„Den Tritt gebraucht“

Noel Gallagher über Schaffenskrisen, das Komponieren von Liedern auf dem Klo, nervige Geschwister und seinen Platz in der Geschichte. Sein Platz in Bremen: Das „Pier 2“, morgen, ausverkauft

Morgen im „Pier 2“: „Oasis“. Das ist doch was. Zum Eingrooven hier ein Interview, dass unsere Korrespondenten Peter Disch und Michael Frohoff in Berlin mit Noel Gallagher, Gitarrist und Kopf der Brit-Pop-Band, geführt haben.

taz: Herr Gallagher, nach all den Problemen mit Ihrem Bruder Liam und den Unkenrufen, dass es mit Oasis zu Ende geht, klingt das aktuelle Album „Heathen Chemistry“, als ob die Gruppe wieder eine Perspektive hat.

Noel Gallagher: Das ist ja auch fast `ne neue Band. Da sind ein paar neue Jungs mit dabei. Ich weiß auch nicht, warum die Platte so frisch klingt. Das ist eher zufällig passiert.

Sind die neuen Oasis eine demokratischere Band oder geben Sie weiter allein den Ton an?

Es hat ein bisschen was mit Demokratie zu tun. Aber das letzte Wort hab immer noch ich. Schließlich bin ich der Älteste. Aber Gem und Andy [die Neuen, die Red.] machen mehr, als Bass und Gitarre zu spielen. Wenn ich nicht recht weiter weiß – den beiden fällt immer was ein. Hab ich dagegen früher die anderen drei gefragt, was ich machen soll, haben die nur mit den Schultern gezuckt.

Für eine Oasis-Platte ist „Heathen Chemistry“ ganz schön kurz.

Ich finde sie zu lang. Ich mag keine langen Alben – wie ich die hasse! Ich finde es schwierig, länger als eine halbe Stunde dabei zu bleiben. Zehn Songs, jeder drei Minuten – das sind die besten Platten.

Das war bei Oasis auch schon mal anders.
--
:: Aufgabe ::
Treffen die folgenden Aussagen auf das Interview mit Noel Gallagher zu? Antworten Sie jeweils mit Ja oder Nein und zitieren Sie wörtlich die Worte aus dem Text, die den Ausschlag geben.
(a) Bei Oasis hat Noel Gallagher nach eigener Aussage das letzte Wort.
(b) Gallagher findet das Album „Heathen Chemistry“ zu kurz.
(c) Das Interview wurde in Bremen geführt.

:: Datenauszug ::
--
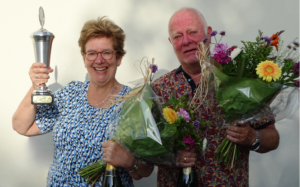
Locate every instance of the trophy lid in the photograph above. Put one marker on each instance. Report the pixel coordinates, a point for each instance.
(42, 31)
--
:: Lösung ::
(a) Ja: „Aber das letzte Wort hab immer noch ich.“
(b) Nein: „Ich finde sie zu lang.“
(c) Nein: „Peter Disch und Michael Frohoff in Berlin mit Noel Gallagher“